- _Tasks to carry out_
a: According to the forum thread about visa runs, how long may a holder of a non-immigrant visa stay on each entry?
b: Carry on the forum thread about visa runs from where it stops.

- _Source text_
Quite the opposite actually .

----------


## 9999

> Where in that post did I say anyone deserved to die?


You made it pretty clear that you wish death upon visa runners this is what I'm hysterical about.

Admittedly the letter writer in the OP does seem like a bit of a tosser.

But maniacs driving buses, mini-vans etc is a huge problem. There's been 2 major bus collisions in the last two months where about 50 (Thai) people have died due to the type of reckless driving described in the OP.

So to say that visa runners are the cause of the problem is ridiculous. 

Your line is that visa runners deserve these sort of death defying journeys because they are not wealthy. Does that not therefore translate to them deserving to die for their cheap chaliery?

----------


## Fluke

> Illegals, dodgy teachers and cheap ass retirees fuel the visa run trade, without them needing to do quick, regular trips to the border and back. Proper tourists stop to see the sites and take some time and therefore would not bother. 
> 
> It's not difficult to understand. ..


  Illegals dont need to do Visa runs .
Teachers get working Visas .
Retirees get annual Visas .
You really have no idea  what you are talking about

----------


## kingwilly

So who are doing all these visa runs then?

----------


## kingwilly

If regular visa runs are not circumnavigating the law then what are they?

----------


## Fluke

> So who are doing all these visa runs then?


  Various people do Visa runs . There isnt just one type of person that does Visa runs
Study Visa & Working Visas have to be applied for outside Thailand

----------


## 9999

> If regular visa runs are not circumnavigating the law then what are they?


You need to ask the Thais. In the case of non-immigrant ) visa, you are allowed to stay for 90 days and get as many entries as you like within a year. I've been told by Thai embassy staff that I can stay for a year and only need to cross the border. And when it expires just pop back in for another non-O. 

I will however concede that it's a grey area. Heck, I'll even concede that every single visa runner is criminal scum. 

This still does not condone this type of driving. And visa runs take up such a small proportion of buses / vans driven dangerously that taking the scum out of the equation would simply shift the maniacs drivers to other services with perhaps less death deserving patrons.

----------


## Fluke

> If regular visa runs are not circumnavigating the law then what are they?


  They are not circumnavigating the law at all .
They are adhering to the immigration law .

- _Extracted data entries_
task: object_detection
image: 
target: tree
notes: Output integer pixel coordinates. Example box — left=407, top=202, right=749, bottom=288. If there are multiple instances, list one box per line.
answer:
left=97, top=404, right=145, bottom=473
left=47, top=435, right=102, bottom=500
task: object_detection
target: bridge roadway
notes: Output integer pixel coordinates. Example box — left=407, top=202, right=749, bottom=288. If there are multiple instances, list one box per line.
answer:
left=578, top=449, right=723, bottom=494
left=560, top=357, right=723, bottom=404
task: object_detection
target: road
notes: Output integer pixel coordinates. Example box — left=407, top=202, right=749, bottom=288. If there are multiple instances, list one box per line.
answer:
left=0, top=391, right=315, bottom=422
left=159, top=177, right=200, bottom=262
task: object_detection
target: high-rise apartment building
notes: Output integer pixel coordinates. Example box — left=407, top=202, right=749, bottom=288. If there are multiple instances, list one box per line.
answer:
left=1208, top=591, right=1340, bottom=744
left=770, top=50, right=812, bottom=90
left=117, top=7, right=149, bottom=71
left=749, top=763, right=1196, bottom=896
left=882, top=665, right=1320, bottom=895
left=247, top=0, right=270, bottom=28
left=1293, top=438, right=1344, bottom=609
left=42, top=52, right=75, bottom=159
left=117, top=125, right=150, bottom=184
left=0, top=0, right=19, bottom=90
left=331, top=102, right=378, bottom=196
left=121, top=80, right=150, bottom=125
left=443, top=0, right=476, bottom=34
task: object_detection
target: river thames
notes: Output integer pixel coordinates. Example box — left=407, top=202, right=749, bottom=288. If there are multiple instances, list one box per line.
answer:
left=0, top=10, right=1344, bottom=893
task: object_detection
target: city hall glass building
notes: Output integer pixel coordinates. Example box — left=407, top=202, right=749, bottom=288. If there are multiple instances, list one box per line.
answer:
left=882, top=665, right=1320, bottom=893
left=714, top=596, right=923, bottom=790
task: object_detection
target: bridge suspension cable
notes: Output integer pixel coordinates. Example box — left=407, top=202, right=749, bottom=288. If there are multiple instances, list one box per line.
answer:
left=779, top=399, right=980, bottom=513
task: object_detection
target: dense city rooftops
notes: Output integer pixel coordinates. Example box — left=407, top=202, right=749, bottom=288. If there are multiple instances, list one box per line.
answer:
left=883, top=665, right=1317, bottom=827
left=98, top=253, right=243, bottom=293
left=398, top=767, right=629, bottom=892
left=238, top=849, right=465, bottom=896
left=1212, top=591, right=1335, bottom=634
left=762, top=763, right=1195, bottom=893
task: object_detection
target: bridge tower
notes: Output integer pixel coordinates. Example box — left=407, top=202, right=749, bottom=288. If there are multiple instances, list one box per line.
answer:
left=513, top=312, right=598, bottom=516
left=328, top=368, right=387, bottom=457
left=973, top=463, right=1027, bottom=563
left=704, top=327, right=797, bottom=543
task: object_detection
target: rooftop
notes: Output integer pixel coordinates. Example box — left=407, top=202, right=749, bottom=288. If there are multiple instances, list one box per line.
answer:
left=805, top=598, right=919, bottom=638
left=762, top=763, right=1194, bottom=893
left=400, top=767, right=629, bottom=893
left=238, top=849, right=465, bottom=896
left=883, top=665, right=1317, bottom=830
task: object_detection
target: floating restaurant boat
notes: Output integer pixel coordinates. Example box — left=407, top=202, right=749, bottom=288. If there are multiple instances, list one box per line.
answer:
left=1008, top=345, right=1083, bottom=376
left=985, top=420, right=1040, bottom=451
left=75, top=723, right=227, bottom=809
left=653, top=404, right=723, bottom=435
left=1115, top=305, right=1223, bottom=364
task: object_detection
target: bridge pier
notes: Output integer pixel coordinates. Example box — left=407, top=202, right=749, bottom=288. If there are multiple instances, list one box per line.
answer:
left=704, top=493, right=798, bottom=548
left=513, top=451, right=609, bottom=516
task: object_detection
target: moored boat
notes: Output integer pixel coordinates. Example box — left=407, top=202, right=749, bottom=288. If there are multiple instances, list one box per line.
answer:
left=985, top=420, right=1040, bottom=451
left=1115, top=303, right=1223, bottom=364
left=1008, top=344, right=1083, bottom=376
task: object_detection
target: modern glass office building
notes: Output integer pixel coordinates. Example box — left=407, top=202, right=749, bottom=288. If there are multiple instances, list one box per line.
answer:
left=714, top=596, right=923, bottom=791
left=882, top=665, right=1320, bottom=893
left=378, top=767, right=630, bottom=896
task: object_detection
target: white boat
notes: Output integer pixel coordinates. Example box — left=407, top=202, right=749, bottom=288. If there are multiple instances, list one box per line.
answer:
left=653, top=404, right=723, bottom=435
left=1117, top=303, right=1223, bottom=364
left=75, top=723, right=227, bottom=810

- _Answers by task_
a: 90 days.

b:
----------


## kingwilly

Then why does the government have a crackdown every now and the then?

Tourist buses would not suddenly take up the slack in extra buses and drivers assuming these clowns even have a licence to drive...

----------


## cyrille

> A multiple-entry visa based on marriage still requires the holder to leave Thailand every 90 days unless they get an Extension of Temporary Stay, even though the visa has a duration of 12 months they still have to do border runs every 90 days.


But he says he's 'constantly' having to do visa runs.

So either he's doing them far more often than once every 90 days or he's chronically prone to exaggeration, which would actually fit given the rest of his account of this fast and furious visa run.

----------


## 9999

> Then why does the government have a crackdown every now and the then?


The crack downs I'm aware of were for serial visa exempt border runners, and people getting several consecutive double entry tourist visas from Laos.

I'm not aware of any crack down on non-O visas, which would make up the majority of visa runners.




> Tourist buses would not suddenly take up the slack in extra buses and drivers assuming these clowns even have a licence to drive...


That's a lot of assuming. You are suggesting that it's only visa run vans that take on maniac drivers. This is not the case. If it wasn't for the visa run scumbags getting driven about by these maniacs, they would end up driving school kids on excursions. Hows that for logic?

----------


## cyrille

> So who are doing all these visa runs then?


Obviously not people in Thailand illegally, _ie without visas_, willy.





> They are not circumnavigating the law at all .


I assume willy means 'circumventing' the law.

And no, of course people leaving the country _on valid visas_ and returning _with valid visas_ are not circumventing the law.

----------


## cyrille

> I'm not aware of any crack down on non-O visas, which would make up the majority of visa runners.


I'd have thought the vast majority of people on these buses are on tourist visas.

People who have to do it every 15 days and haven't been around long enough to work out better ways of doing it.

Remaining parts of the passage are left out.